JOB A —
Copy the passage on the Zions and Amegy merger word for word, starting at "Based on the above" and ending at "the purchase price.".

>> begin READING PASSAGE

Based on the above and assuming a completion date of September 30, 2005 for purposes of the pro forma presentation (incorporating the purchase price information determined as of December 3, 2005 when the merger was completed), the per share consideration for the Amegy shares is $23.88, resulting in 25,125,623 Amegy shares being exchanged for cash. Using a calculated exchange ratio of 0.3136, the number of Zions shares issued for the remaining Amegy shares is 14,351,115. The value of the exchanged Amegy stock options and restricted stock grants (net of the value of nonvested shares) is estimated at $60.2 million. Total consideration amounts to approximately $1.75 billion. The accompanying unaudited pro forma condensed combined financial statements reflect the issuance of $600 million in subordinated debt by Zions to finance the cash portion of the purchase price.
The merger is accounted for using the purchase method of accounting; accordingly, Zions’ cost to acquire Amegy is allocated to the assets and liabilities of Amegy based on their respective fair values on the date the merger is completed.

>> end READING PASSAGE

JOB B —
Rewrite the rows starting at the one that contains "When you get a chance, can you outline the cloud" and ending with the last row, replacing "cross-referencing" with "checking" and leaving everything else unchanged.

>> begin GIVEN ENTRIES

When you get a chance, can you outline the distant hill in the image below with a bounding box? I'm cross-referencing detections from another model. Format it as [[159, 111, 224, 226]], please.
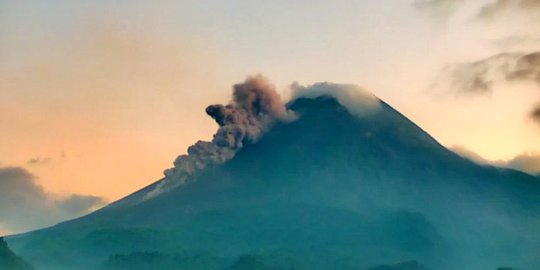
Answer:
[[0, 237, 34, 270], [8, 85, 540, 270]]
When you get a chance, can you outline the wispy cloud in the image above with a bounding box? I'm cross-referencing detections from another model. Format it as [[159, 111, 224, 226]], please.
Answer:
[[0, 167, 105, 236], [443, 51, 540, 123], [478, 0, 540, 19], [449, 145, 540, 175]]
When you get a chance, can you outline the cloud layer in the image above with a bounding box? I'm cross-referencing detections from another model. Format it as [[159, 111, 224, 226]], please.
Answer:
[[449, 145, 540, 175], [0, 167, 105, 233], [146, 75, 294, 199]]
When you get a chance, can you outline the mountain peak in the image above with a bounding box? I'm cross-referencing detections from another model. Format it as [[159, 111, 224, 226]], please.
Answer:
[[291, 82, 381, 116]]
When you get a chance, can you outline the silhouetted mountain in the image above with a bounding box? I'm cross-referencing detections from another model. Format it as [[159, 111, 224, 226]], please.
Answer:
[[8, 91, 540, 270], [367, 261, 428, 270], [0, 237, 34, 270]]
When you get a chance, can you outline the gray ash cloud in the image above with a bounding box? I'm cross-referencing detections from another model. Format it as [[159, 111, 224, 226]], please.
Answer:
[[146, 75, 294, 199]]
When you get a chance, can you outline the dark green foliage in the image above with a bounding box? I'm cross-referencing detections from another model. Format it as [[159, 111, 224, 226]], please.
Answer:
[[227, 254, 295, 270], [0, 237, 34, 270], [367, 261, 428, 270], [101, 252, 224, 270], [8, 98, 540, 270]]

>> end GIVEN ENTRIES

OUTPUT A —
Based on the above and assuming a completion date of September 30, 2005 for purposes of the pro forma presentation (incorporating the purchase price information determined as of December 3, 2005 when the merger was completed), the per share consideration for the Amegy shares is $23.88, resulting in 25,125,623 Amegy shares being exchanged for cash. Using a calculated exchange ratio of 0.3136, the number of Zions shares issued for the remaining Amegy shares is 14,351,115. The value of the exchanged Amegy stock options and restricted stock grants (net of the value of nonvested shares) is estimated at $60.2 million. Total consideration amounts to approximately $1.75 billion. The accompanying unaudited pro forma condensed combined financial statements reflect the issuance of $600 million in subordinated debt by Zions to finance the cash portion of the purchase price.

OUTPUT B —
When you get a chance, can you outline the cloud layer in the image above with a bounding box? I'm checking detections from another model. Format it as [[159, 111, 224, 226]], please.
Answer:
[[449, 145, 540, 175], [0, 167, 105, 233], [146, 75, 294, 199]]
When you get a chance, can you outline the mountain peak in the image above with a bounding box? I'm checking detections from another model. Format it as [[159, 111, 224, 226]], please.
Answer:
[[291, 82, 381, 116]]
When you get a chance, can you outline the silhouetted mountain in the image above with a bounding box? I'm checking detections from another model. Format it as [[159, 111, 224, 226]], please.
Answer:
[[8, 91, 540, 270], [367, 261, 428, 270], [0, 237, 34, 270]]
When you get a chance, can you outline the gray ash cloud in the image above with a bounding box? I'm checking detections from another model. Format it as [[159, 111, 224, 226]], please.
Answer:
[[146, 75, 294, 199]]
When you get a chance, can you outline the dark green foliage in the image above with a bounding box? I'm checking detections from another model. Format it as [[159, 111, 224, 226]], please.
Answer:
[[227, 254, 295, 270], [0, 237, 34, 270], [367, 261, 428, 270], [101, 252, 224, 270], [8, 98, 540, 270]]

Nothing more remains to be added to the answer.